Problem statement | Set down, please, exactly the lines below that run from the line with "Identify the grass lawn" to the line with "Identify the front bumper", both lines included.

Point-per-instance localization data
===

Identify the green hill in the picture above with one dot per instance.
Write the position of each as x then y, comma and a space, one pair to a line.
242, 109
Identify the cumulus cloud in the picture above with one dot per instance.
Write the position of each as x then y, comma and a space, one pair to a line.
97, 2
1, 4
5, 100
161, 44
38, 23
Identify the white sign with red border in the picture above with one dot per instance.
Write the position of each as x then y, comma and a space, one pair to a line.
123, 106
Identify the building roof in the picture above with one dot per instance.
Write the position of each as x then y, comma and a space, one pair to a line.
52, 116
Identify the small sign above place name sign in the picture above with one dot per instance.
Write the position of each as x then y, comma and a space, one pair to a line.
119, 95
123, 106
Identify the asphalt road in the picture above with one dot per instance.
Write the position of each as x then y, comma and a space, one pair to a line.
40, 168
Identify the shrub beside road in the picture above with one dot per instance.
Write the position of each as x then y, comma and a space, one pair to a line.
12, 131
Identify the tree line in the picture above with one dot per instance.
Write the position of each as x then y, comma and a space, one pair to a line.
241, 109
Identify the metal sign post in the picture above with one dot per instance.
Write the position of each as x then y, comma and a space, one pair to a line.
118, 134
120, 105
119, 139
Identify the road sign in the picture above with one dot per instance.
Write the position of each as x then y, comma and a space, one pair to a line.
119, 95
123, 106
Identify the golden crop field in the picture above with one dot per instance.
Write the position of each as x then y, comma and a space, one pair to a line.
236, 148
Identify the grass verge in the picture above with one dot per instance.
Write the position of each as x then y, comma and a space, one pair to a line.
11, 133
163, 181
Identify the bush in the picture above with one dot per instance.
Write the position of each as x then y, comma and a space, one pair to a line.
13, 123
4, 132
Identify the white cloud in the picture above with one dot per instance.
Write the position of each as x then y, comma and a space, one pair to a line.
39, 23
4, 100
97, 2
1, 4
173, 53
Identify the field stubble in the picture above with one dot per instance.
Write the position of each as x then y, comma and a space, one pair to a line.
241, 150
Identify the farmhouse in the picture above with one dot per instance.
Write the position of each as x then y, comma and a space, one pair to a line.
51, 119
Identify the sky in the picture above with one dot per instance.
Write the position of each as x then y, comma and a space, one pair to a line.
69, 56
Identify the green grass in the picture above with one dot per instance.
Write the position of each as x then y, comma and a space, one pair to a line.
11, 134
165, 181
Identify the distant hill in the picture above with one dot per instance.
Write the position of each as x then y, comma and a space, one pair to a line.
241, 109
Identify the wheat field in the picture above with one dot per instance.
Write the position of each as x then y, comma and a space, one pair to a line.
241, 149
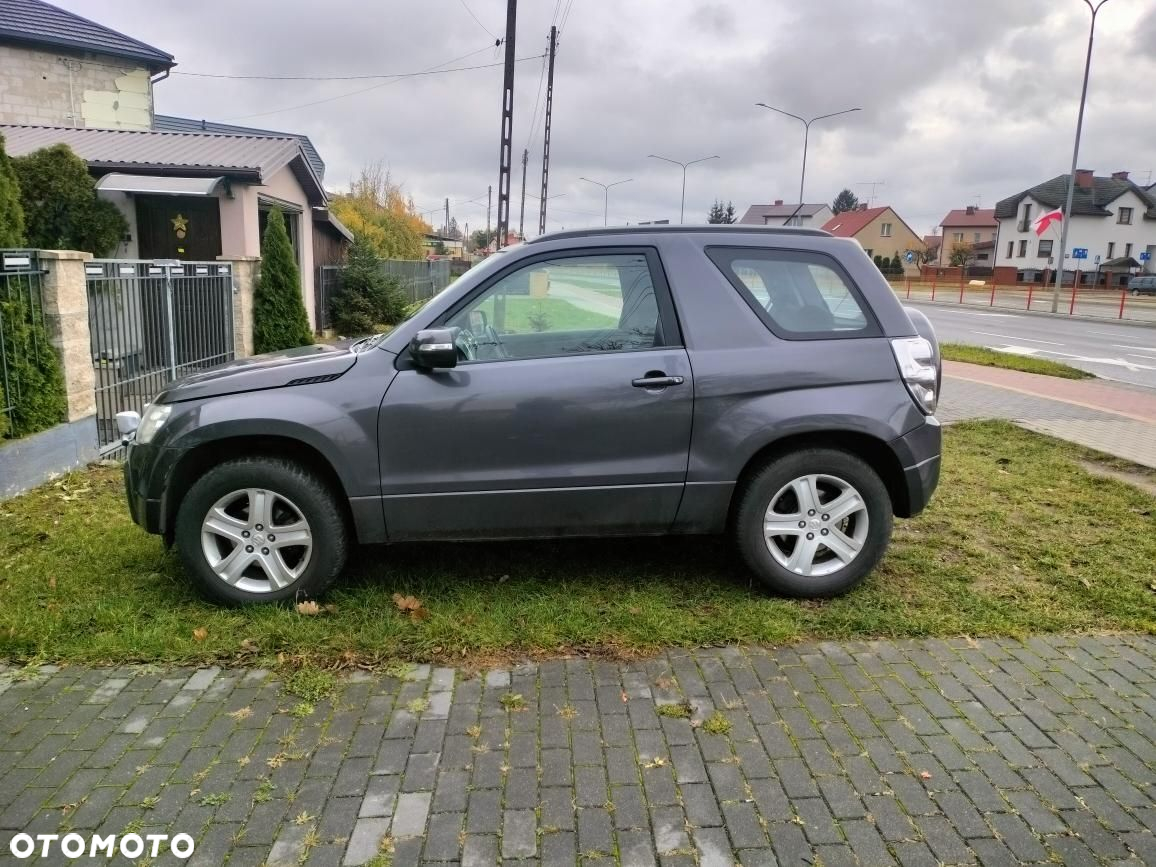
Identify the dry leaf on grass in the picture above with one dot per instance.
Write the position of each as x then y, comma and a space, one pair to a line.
410, 606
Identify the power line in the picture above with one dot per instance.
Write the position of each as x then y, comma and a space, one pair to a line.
496, 39
379, 84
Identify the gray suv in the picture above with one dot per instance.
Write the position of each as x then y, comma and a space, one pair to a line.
764, 383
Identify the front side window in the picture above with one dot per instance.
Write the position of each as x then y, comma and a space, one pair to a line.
795, 294
563, 306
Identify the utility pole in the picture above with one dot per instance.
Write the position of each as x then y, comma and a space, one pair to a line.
546, 136
521, 216
505, 155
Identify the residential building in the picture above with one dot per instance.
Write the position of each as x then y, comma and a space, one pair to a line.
191, 190
880, 231
975, 227
779, 214
58, 68
1112, 217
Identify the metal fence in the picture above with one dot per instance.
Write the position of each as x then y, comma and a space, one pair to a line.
420, 279
150, 323
21, 304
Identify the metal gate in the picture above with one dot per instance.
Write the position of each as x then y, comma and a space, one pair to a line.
150, 323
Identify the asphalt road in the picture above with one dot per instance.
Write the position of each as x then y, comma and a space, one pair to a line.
1112, 350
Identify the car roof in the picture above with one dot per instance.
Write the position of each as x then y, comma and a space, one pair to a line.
709, 229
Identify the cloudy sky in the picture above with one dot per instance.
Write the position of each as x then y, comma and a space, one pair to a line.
961, 101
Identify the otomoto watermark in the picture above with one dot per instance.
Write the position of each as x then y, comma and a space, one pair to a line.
75, 845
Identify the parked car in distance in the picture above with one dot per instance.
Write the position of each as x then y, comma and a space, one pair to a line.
758, 382
1142, 286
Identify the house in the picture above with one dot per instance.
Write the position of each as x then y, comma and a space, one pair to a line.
191, 190
971, 225
1112, 217
779, 214
880, 231
58, 68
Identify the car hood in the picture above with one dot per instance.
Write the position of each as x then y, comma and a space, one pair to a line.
274, 370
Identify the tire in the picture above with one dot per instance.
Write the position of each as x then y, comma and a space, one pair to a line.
834, 475
282, 496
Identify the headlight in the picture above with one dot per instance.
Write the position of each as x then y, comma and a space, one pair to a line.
152, 421
916, 357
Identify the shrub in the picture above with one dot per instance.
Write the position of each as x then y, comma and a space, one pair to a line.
61, 209
279, 312
367, 298
12, 213
34, 370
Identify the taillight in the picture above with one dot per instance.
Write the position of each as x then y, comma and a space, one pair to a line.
916, 357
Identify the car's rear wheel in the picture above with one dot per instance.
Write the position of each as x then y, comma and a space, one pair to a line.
813, 523
261, 530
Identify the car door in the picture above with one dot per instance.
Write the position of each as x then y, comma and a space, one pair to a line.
569, 412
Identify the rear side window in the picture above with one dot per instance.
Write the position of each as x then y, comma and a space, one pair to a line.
797, 294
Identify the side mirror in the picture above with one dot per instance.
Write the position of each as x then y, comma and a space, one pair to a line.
434, 348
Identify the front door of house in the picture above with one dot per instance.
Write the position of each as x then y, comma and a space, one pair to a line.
178, 227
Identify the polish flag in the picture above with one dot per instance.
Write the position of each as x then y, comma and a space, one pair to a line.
1044, 221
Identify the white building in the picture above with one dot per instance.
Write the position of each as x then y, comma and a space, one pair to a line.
1112, 217
812, 216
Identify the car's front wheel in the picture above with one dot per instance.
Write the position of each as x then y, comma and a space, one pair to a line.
261, 530
813, 523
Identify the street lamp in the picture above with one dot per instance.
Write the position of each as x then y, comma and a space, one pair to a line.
1075, 157
806, 135
606, 195
682, 207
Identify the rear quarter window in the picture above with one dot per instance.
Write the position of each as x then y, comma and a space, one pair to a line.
799, 295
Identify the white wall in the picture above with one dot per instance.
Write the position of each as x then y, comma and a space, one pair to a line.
53, 88
1091, 232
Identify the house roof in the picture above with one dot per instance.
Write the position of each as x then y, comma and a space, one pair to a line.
850, 223
970, 217
170, 124
757, 214
251, 158
35, 22
1086, 202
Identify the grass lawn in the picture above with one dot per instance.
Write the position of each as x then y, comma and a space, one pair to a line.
523, 313
1020, 539
1009, 361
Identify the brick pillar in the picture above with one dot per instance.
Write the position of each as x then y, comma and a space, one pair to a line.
244, 282
65, 295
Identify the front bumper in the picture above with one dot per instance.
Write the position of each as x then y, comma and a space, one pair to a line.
147, 469
920, 454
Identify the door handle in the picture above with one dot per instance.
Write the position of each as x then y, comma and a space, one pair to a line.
656, 380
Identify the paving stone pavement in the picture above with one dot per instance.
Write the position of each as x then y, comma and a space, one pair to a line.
1104, 430
868, 753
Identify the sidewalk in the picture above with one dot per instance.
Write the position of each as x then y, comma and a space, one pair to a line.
869, 753
1112, 419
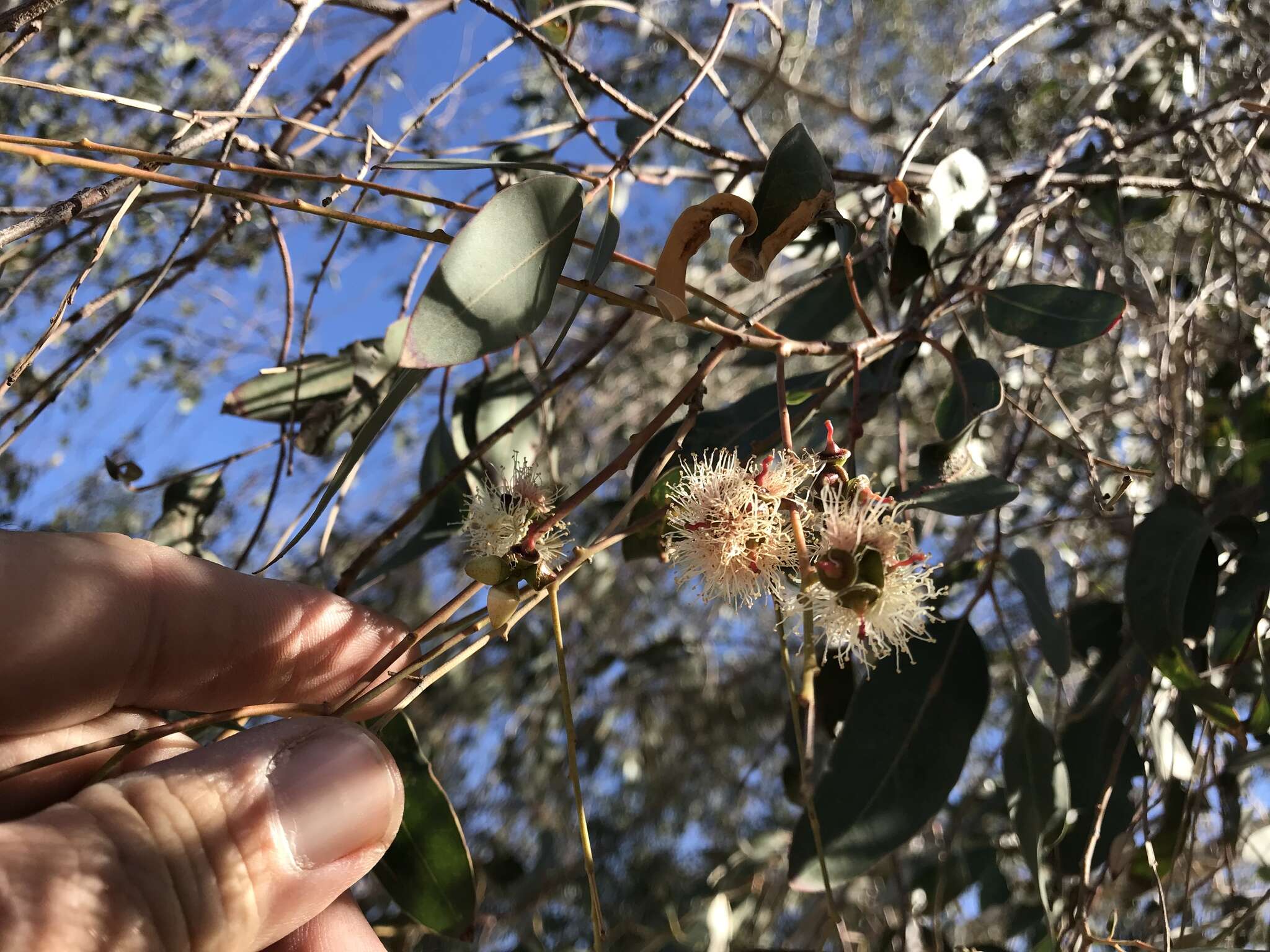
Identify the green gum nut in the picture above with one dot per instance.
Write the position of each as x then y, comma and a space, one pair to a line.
859, 597
870, 568
836, 570
502, 602
488, 570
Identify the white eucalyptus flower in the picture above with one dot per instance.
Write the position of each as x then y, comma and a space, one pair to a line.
499, 513
728, 531
874, 592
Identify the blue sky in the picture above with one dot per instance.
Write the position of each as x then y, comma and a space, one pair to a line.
358, 299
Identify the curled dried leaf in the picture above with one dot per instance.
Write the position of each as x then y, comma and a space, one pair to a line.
689, 234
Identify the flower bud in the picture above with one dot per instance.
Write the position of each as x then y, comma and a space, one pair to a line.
488, 570
502, 603
859, 598
837, 570
870, 568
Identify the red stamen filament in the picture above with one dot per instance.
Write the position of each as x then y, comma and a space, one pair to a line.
827, 566
831, 448
762, 474
912, 560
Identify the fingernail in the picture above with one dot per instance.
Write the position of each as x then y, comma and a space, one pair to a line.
334, 791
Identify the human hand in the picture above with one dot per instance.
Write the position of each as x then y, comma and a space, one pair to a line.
235, 845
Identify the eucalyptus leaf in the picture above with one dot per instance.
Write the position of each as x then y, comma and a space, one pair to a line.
404, 382
797, 187
1028, 571
427, 868
1089, 748
600, 258
484, 404
748, 426
958, 188
1053, 315
495, 282
957, 410
1163, 575
187, 505
440, 519
269, 395
898, 756
981, 493
1038, 791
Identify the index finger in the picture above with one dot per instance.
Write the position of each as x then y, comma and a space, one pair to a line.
95, 622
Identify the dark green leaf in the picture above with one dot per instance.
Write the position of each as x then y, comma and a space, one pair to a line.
949, 879
1089, 747
495, 282
1133, 209
1038, 792
427, 870
898, 756
651, 542
796, 188
122, 470
1053, 315
1029, 574
980, 494
406, 382
845, 234
600, 258
958, 187
1163, 575
187, 506
748, 426
1197, 691
957, 410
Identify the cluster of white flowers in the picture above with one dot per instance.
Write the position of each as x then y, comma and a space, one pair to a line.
500, 512
871, 591
727, 527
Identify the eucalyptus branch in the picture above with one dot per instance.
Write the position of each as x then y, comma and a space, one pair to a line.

===

Answer for this exercise |
Identify the grass lawn in the picture above with one dot per instance.
Write the position of each as x then y, comma and a space, one pair to a line.
523, 313
1020, 539
1009, 361
Identify the brick pillar in the picture above with one dot per instance.
Write the position of each as x then y, comma and a space, one pair to a line.
244, 282
65, 295
Identify the front bumper in the picture above with one dot per instance.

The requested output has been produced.